▶ _The problem_: Emit the line that holds "If you could mark the statue's right" and all lines following it through the end of the data, verbatim, and nothing else.

BEGIN

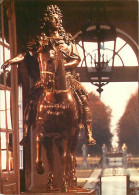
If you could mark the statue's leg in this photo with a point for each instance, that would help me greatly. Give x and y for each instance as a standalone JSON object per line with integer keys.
{"x": 48, "y": 144}
{"x": 39, "y": 164}
{"x": 80, "y": 109}
{"x": 73, "y": 178}
{"x": 63, "y": 150}
{"x": 87, "y": 120}
{"x": 27, "y": 121}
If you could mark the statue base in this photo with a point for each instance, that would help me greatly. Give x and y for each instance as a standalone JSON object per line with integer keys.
{"x": 58, "y": 192}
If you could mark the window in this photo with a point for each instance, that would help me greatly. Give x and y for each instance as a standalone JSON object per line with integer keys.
{"x": 6, "y": 131}
{"x": 124, "y": 54}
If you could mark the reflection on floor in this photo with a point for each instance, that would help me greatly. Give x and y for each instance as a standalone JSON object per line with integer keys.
{"x": 118, "y": 180}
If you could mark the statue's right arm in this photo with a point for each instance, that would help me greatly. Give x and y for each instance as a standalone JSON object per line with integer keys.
{"x": 17, "y": 59}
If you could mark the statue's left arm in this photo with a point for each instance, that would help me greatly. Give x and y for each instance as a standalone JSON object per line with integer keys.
{"x": 74, "y": 58}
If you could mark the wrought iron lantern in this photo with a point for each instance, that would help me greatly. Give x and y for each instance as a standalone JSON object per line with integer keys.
{"x": 99, "y": 58}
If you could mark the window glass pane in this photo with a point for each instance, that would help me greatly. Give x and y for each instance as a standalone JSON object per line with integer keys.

END

▶ _Result below_:
If you could mark the statue's right arm in this photo with a point for each instance, that would help me greatly. Give x and y for each instance as a standalone JSON object per line with integer keys.
{"x": 17, "y": 59}
If you could mark the statue's left arm in this photo with a point for each instance, that would help me greatly. Give x and y for each instance as a standalone JSON object per line with integer keys.
{"x": 74, "y": 58}
If you could mark the wrought iron lantern in this photo with a point for each instance, that would help me greatly. Give x and y for each instance as a standalone JSON object per line with integer keys.
{"x": 99, "y": 58}
If you could mark the window glass pane in this photo with a point for each instance, that would help me greatly. Give x and y for each instance as a standalone JSON object per line with integer keys.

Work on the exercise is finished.